Work order:
Pick up the news article about the proposed housing project on the West Long Beach parking lot right after its final sentence and keep writing it.

The city received a building permit application to construct a two-story multi-unit housing structure over a commercial parking lot in West Long Beach, causing some opposition from local residents.
Currently, the roughly 2,700-square foot property at 1900 Willow Street is fenced off, which had served as a space for the customers of some of the six adjacent businesses. These businesses include two retail spaces, two bars, a restaurant and a barber shop.
Records show the city received a building permit application to construct the duplex, and each of its units would have three beds and two bathrooms with an attached two-car garage. However, the project applicant, Gilbert Ayala, plans to build four units, not two, including eight parking spaces within garages plus two more outside of the structure.
However, after hearing plans of the proposed project, about 30 protesters converged on a recent weekend outside the lot, leaving signs posted on the fence outside and having gathered petition signatures.
Landscaping equipment retailer Leo Gonzalez said that he’s seen his clientele dwindle when the parking lot was fenced off about a month ago.
“It’s bad,” Gonzalez said in Spanish, owner of General Supply, one of the six businesses adjacent to the lot. Gonzalez added that he was oblivious to the project plans.

Francisco Villalpando, a kitchen worker at Tux & Chucks Street Food, another business, said that as an employee, he has to park sometimes two blocks away. The restaurant has also seen fewer customers, he said.
“We already have limited parking as it is,” he said. “It’s just making it worse.”
Aside from limiting parking for the businesses, local Westside residents against the proposed project say the recent closure of the parking lot is causing a ripple effect to the nearby residents who struggle finding street parking near their homes.
John Cross, president of the West Long Beach Neighborhood Association, lives near the proposed project site and anticipates his neighbors will struggle even more once the housing structure is built.

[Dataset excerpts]
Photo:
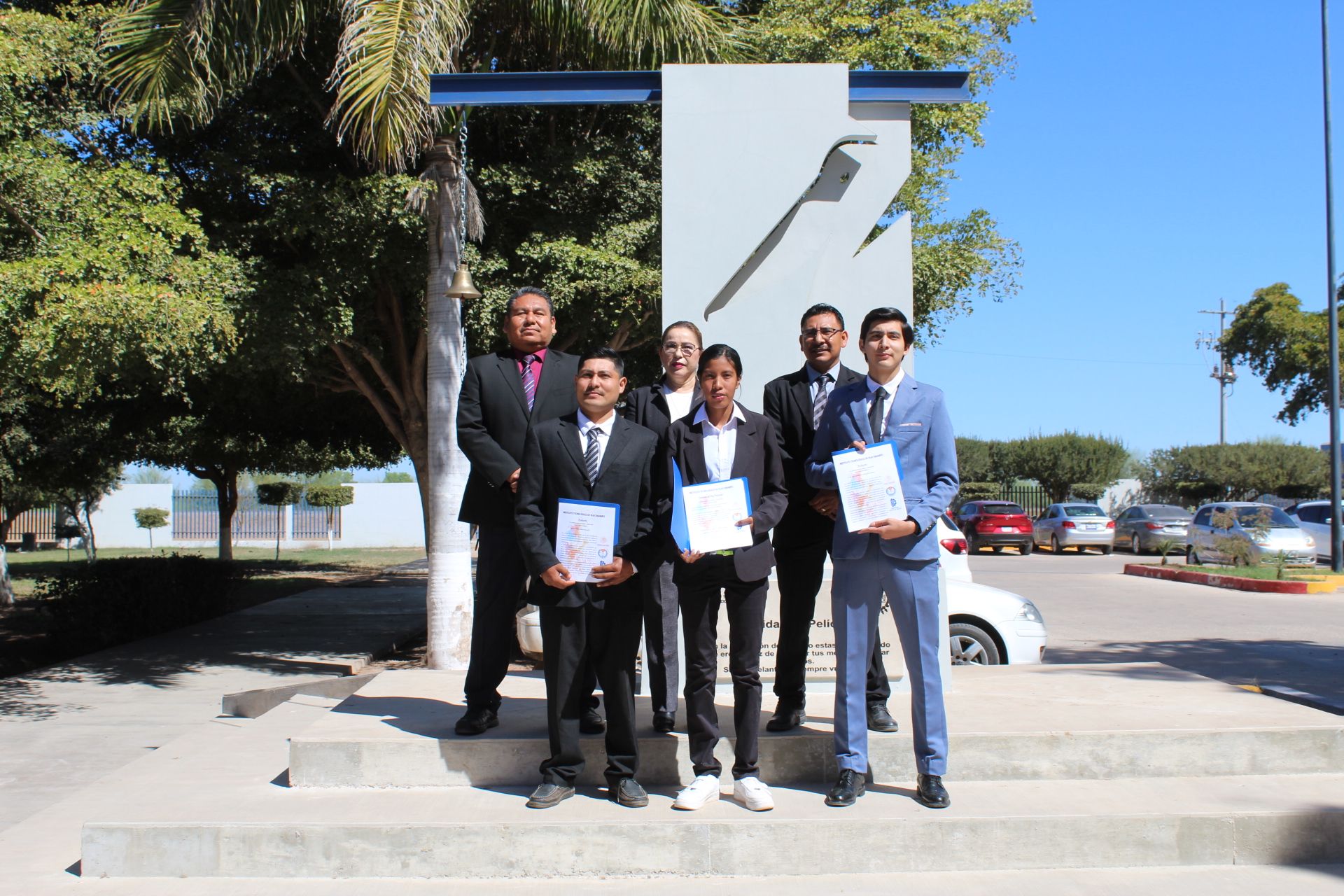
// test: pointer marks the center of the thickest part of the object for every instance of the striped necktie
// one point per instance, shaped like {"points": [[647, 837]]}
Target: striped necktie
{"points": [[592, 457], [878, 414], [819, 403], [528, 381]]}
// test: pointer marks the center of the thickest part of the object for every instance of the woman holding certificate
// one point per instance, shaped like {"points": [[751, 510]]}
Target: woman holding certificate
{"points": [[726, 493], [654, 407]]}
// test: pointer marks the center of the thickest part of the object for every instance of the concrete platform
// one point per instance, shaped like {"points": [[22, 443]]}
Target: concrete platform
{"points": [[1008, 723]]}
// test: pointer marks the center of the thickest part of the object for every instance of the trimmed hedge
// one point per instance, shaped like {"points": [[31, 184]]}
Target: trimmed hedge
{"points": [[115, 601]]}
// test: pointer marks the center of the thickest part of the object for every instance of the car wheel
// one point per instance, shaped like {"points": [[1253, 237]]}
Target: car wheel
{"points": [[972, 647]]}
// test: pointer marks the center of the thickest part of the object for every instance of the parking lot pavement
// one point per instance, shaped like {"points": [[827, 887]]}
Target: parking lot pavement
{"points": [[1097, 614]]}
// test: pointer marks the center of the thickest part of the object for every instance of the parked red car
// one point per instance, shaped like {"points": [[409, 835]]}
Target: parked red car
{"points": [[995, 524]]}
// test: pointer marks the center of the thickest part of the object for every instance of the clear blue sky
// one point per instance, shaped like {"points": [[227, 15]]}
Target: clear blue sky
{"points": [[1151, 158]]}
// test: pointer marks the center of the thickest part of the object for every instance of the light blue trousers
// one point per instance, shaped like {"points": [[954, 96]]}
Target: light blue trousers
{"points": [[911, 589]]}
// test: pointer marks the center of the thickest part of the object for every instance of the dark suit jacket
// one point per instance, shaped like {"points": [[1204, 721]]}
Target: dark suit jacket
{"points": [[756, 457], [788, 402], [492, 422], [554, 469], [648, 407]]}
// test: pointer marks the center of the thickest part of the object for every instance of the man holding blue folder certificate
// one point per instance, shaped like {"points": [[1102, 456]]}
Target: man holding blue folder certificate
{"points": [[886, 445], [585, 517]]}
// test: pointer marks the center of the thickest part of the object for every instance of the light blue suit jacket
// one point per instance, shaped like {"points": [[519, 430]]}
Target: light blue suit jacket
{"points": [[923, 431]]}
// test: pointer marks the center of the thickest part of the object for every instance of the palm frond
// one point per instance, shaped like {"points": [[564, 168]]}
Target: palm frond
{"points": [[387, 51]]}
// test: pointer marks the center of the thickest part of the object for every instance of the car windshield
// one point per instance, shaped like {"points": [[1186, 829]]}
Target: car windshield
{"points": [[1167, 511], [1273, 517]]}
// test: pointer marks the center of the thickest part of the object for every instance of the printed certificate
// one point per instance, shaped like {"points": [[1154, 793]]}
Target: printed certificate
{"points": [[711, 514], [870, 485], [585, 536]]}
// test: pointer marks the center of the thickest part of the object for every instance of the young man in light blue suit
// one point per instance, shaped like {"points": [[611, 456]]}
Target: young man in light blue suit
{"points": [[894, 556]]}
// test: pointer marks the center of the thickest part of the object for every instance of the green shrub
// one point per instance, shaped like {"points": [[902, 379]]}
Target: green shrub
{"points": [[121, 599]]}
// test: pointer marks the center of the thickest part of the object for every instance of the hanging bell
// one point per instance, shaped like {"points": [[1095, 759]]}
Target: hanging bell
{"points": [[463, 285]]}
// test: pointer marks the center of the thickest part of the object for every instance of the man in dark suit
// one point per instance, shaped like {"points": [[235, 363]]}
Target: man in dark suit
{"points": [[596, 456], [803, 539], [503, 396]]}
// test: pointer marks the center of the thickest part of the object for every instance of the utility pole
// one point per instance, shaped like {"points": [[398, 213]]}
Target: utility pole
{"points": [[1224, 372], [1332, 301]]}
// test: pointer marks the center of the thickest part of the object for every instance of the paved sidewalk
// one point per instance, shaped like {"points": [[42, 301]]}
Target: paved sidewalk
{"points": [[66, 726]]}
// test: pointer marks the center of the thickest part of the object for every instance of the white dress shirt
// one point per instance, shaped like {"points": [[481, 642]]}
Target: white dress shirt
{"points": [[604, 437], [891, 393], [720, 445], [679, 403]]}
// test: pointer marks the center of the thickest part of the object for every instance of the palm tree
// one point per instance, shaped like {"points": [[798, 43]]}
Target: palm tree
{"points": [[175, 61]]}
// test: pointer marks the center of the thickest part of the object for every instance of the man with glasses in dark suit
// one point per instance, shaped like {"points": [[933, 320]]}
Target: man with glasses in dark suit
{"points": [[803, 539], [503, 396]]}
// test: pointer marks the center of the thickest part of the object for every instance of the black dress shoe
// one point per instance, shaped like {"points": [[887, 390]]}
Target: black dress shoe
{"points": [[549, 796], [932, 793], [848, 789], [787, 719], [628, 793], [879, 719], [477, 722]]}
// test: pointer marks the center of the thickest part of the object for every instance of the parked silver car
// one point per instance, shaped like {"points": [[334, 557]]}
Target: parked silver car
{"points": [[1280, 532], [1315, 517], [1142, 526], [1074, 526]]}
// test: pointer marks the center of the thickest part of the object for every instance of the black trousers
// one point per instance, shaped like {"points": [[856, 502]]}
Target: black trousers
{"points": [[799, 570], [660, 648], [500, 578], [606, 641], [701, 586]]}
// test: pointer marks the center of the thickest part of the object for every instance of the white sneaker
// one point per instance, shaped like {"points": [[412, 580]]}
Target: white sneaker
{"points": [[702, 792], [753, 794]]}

Response:
“We want to stop it,” Cross said.
County assessor’s office records show that the parking lot was purchased for more than $200,000 in June 2020, which, John Taeleifi, who is leading the opposition, said should not have been done at the height of the pandemic when businesses across the city were struggling.
But Ayala, the property owner and a former Long Beach resident of six years, said that he fenced off the parking lot because the city’s code enforcement staff warned him that he would be fined if he did not keep it clean.
Often, Ayala said, he found broken bottles, human feces and trash on the lot. He also alleged that the adjacent landscaping equipment business used his lot for storage.
Gonzalez, owner of the business, denied storing lawnmowers in the lot but did say he stored a pile of dirt there.
Overall, Ayala said those who used his lot just didn’t take care of it.
“They’re just upset because they want to use my parking without paying any compensation,” he added.
City officials did not immediately provide details on the timeline of the project, but the project “is allowed by the zoning by right,” Patricia Diefenderfer, planning bureau manager, said via email.
Regardless, Ayala, of Fullerton, said that he still needs to gather more money before he can start building.
“I don’t have that much money like they think I do,” he said about those opposing the project.
Villalpando, the restaurant worker, said that this housing structure might push out the local businesses that are trying to bounce back from the economic hardships caused by the pandemic.
“I just feel like it’s a little bit of gentrification happening,” he said.